読解用抜粋:
----

第6章 課題への対応

10. 困難な時には、デンソーの社員は創造的になる

2017年6月2日、DMTN統合倉庫で初出荷式が行われた。この倉庫はテネシー州メアリービルにあるデンソーの3つの主要な建物を結び、非常に狭い通路(VNA)と自律型タグ技術を利用して効率を向上させている。
2017年6月2日、DMTN統合倉庫で初出荷式が行われた。この倉庫はテネシー州メアリービルにあるデンソーの3つの主要な建物を結び、非常に狭い通路(VNA)と自律型タグ技術を利用して効率を向上させている。

「私が倉庫のスペースを確保しようとしていた時、誰もが同じことに努めていました。」 

DMTN倉庫業務担当次長であるジェイソン・ハーディン(Jason Hardin)は、2020年に新型コロナウイルス感染症の世界的流行によってデンソーの倉庫業務に予期せぬサプライチェーンの混乱が生じて以来、「白髪が確実に増えました」と語る。 

テネシー州メアリービルにあるデンソー・マニュファクチャリング・テネシー(DMTN)の302号棟統合倉庫。
テネシー州メアリービルにあるデンソー・マニュファクチャリング・テネシー(DMTN)の302号棟統合倉庫。

新型コロナウイルスに関する規制が明らかになり始め、「何が起こるか誰にも分かりませんでした」と、ハーディンは言う。「世界的流行は1週間か2週間で終わり、通常の状態に戻るだろうと思っていました。しかしそれから、お客さまからの発注が止まりました。」 

「通常時の事業にも量変動はありますが、状況はかなり安定しているものです。このような状況は想像もしていませんでした。お客さまは組立を行っていないぞ、うーん、この部品をどうすればいいんだろう、という感じでした」と、彼は笑いながら言う。

「20週間分の部品がまだ世界中からここに送られてくるため、保管場所を見つける必要がありました。速やかに倉庫のスペースを増やす必要があったのです」と、彼は言う。
既存の倉庫スペースを拡張するために、ハーディンと彼のチームはデンソーから半径5~100マイルの範囲で調査を開始した。

「チームは毎日何度もミーティングを開いて倉庫のスペースと在庫のニーズを確認し、スペースの需要を予測しようと努めました。これまで物件を探しに行ったことは一度もありませんでした。 私たちはインターネットを徹底的に調べ、あらゆる利用可能なスペースを探しました。幸い港が閉鎖されて当社の在庫がまだしばらく船上にとどまっていたため、少し時間が稼げました」と、彼は言う。

----

コレクションから抽出したデータ
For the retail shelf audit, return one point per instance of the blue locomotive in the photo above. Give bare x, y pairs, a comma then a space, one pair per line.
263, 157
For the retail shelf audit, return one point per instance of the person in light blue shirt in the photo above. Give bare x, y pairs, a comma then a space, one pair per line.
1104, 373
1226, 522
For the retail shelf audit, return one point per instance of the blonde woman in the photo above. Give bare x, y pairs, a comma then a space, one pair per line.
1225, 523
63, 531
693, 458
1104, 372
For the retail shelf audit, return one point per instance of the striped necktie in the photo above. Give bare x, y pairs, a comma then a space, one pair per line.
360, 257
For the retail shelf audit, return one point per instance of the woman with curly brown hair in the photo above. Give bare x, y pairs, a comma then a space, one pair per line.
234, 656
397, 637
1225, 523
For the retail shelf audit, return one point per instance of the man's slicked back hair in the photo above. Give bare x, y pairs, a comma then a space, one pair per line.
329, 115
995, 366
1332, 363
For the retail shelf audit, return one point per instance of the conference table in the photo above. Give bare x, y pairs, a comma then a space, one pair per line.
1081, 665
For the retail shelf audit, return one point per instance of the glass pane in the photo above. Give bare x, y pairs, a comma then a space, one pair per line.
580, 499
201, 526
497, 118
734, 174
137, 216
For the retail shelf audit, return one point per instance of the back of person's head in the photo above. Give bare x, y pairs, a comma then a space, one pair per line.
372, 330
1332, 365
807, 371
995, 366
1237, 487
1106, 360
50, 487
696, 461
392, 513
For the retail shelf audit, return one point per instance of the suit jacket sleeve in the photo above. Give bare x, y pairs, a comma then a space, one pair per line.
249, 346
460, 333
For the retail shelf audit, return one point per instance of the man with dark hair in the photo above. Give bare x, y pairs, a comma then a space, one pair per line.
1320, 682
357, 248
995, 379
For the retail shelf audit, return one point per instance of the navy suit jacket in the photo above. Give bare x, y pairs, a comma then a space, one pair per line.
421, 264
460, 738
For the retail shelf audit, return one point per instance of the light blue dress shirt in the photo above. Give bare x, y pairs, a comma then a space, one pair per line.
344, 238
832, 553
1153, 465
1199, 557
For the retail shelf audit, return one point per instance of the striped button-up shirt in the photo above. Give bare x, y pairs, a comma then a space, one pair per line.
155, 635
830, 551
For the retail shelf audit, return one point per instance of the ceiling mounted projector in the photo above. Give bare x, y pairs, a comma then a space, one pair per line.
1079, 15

----

実施する課題:
1. デンソーの倉庫に関する抜粋の次の一文を英語に訳してください。「既存の倉庫スペースを拡張するために、ハーディンと彼のチームはデンソーから半径5~100マイルの範囲で調査を開始した。」
2. デンソーの倉庫に関する抜粋を、最後の文の後から続けて書いてください。

解答:
1. To expand the existing warehouse space, Hardin and his team began searching within a radius of 5 to 100 miles of DENSO.

2.
「基本的に当社の倉庫のニーズは、2019年の2棟レンタルで合計10万ft2から、2020年には5棟レンタルで30万ft2になり、2022年には6棟レンタルで52万5,000ft2になっていました」と、ハーディンは言う。 

彼のチームの目標は「可能な限り大きな倉庫を見つけ、可能な限りニーズの変動を吸収すること」だったという。「いくつか異なる場所を確保する必要がありましたが、デンソーは目標が変化することはわかっていましたし、必要なスペースと通常に戻るタイミングを予測できないことも知っていました。私たちは柔軟性と忍耐力を重んじました。」
通常の出荷業務と在庫管理業務が突然、不安定になったのだと、ハーディンは言う。FIFO(先入先出法。最初に購入または生産された商品が最初に販売または使用されることを前提とした在庫評価方法。古い在庫が新しい在庫よりも先に顧客に出荷される)がその一例だ。そしてそのすべてを通して、ハーディンと彼のチームは「新しい現実と変化への方針に対処しながら、とにかく仕事をやり遂げようと努めていた」のだという。 

「対処を要する新たな危機が、毎日発生しているようでした。在庫をどこに置くのか、必要な時にどのように回収するかという問題がありました」と、彼は言う。

PDCA(Plan Do Check Act、計画 実行 評価 改善)アプローチなどのデンソーの課題解決プロセスは、「この期間に創造と先取を発揮する上で大いに役立ちました。問題が発生したら、解決策を見つけてPDCAサイクルを実行するのです」と、ハーディンは言う。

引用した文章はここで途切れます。